- **OBJECTIVE**:
Count the lines in the records below that contain the string "water". Reply with that number alone.

(Records of point placements)

--

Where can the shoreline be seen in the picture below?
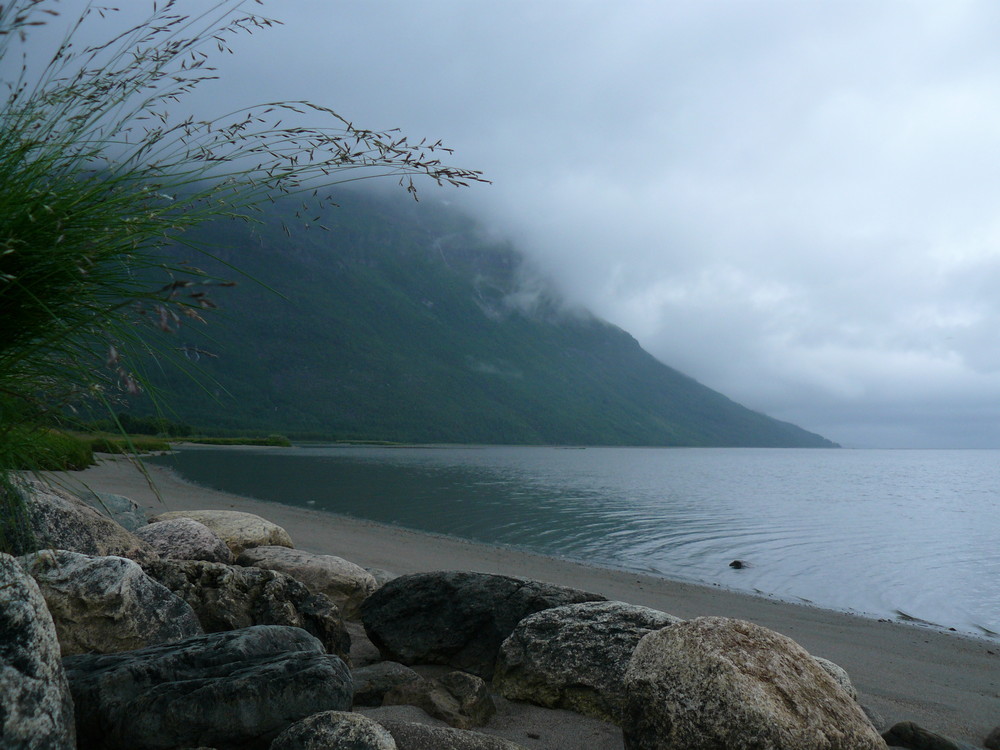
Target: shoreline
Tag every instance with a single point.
(945, 681)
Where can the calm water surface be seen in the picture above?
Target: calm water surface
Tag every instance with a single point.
(902, 534)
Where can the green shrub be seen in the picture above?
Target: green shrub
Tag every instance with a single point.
(100, 168)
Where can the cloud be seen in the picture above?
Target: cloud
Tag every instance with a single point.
(795, 203)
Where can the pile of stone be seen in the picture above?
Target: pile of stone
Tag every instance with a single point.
(208, 629)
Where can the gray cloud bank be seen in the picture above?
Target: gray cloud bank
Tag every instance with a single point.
(795, 203)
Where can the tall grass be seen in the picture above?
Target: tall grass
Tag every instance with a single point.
(100, 166)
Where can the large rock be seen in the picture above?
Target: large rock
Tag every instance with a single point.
(227, 597)
(457, 698)
(238, 530)
(335, 730)
(106, 604)
(230, 691)
(412, 736)
(344, 582)
(715, 683)
(839, 675)
(185, 539)
(59, 520)
(122, 510)
(456, 618)
(575, 656)
(36, 711)
(372, 682)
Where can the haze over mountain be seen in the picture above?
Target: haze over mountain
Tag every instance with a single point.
(406, 322)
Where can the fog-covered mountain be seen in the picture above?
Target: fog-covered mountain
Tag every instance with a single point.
(404, 322)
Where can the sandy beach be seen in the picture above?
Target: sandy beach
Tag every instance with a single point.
(947, 683)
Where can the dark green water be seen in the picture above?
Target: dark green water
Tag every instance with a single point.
(887, 533)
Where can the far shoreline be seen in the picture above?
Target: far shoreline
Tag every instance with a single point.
(945, 681)
(902, 618)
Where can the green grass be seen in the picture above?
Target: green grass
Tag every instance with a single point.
(101, 167)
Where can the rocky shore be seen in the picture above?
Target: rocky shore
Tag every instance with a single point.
(146, 623)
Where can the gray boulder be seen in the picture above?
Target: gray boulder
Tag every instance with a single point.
(345, 583)
(59, 520)
(238, 530)
(715, 682)
(227, 597)
(122, 510)
(456, 618)
(372, 682)
(230, 691)
(457, 698)
(335, 730)
(185, 539)
(381, 576)
(106, 604)
(36, 711)
(412, 736)
(575, 656)
(914, 737)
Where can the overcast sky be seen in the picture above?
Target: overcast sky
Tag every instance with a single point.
(797, 203)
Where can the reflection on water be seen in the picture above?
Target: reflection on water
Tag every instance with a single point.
(879, 532)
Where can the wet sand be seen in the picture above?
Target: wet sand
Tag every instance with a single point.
(946, 682)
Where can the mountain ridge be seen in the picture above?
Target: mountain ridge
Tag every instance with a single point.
(405, 322)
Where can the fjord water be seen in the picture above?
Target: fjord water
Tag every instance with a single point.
(911, 535)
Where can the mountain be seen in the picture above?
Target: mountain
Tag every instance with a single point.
(405, 322)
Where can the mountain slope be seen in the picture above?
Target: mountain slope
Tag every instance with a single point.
(404, 323)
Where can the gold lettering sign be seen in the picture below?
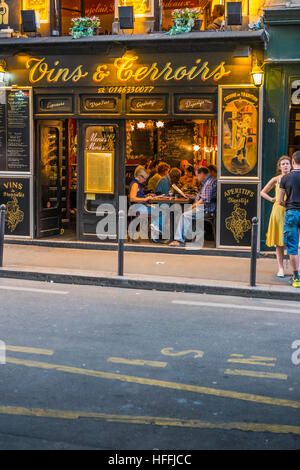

--

- **REPLY**:
8